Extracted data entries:
◇ ◇ ◇

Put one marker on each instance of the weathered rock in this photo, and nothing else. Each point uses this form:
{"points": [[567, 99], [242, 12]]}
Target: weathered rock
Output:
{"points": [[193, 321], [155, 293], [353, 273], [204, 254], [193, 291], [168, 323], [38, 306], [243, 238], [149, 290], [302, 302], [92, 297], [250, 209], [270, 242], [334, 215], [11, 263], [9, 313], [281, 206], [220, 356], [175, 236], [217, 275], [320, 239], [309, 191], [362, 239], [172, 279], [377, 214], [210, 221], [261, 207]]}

◇ ◇ ◇

Aim:
Reproduce the entries above verbatim, keeping every line intact.

Complete response:
Put one marker on each instance of the weathered rock in this photo, and nothing else. Each point uses this form:
{"points": [[567, 99], [242, 12]]}
Target: weathered rock
Output:
{"points": [[193, 321], [155, 293], [353, 273], [204, 254], [193, 291], [168, 323], [38, 306], [243, 238], [149, 290], [302, 302], [92, 297], [250, 209], [270, 242], [334, 215], [11, 263], [9, 313], [281, 206], [220, 356], [175, 236], [217, 275], [320, 239], [309, 191], [362, 239], [172, 279], [377, 214], [210, 221], [261, 207]]}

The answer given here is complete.